**What you should do**
Return the listing below word for word, with the pictures left out.

**Records for processing**
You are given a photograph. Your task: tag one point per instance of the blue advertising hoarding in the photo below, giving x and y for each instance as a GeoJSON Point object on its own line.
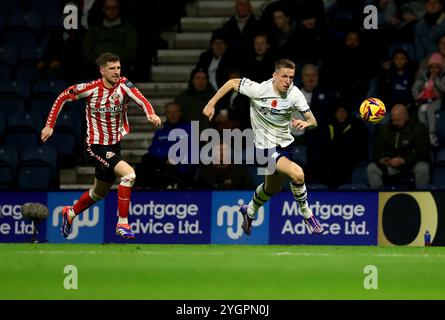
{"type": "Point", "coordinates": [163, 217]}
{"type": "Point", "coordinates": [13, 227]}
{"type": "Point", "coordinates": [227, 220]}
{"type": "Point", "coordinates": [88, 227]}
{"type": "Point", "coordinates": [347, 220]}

**Finished answer**
You are given a photograph. Your task: tag one point per instance of the blue advertising hoarding in the photo below, giving x and y for each instance as a GeoJSON Point object on its own line.
{"type": "Point", "coordinates": [163, 217]}
{"type": "Point", "coordinates": [13, 227]}
{"type": "Point", "coordinates": [227, 220]}
{"type": "Point", "coordinates": [88, 227]}
{"type": "Point", "coordinates": [347, 220]}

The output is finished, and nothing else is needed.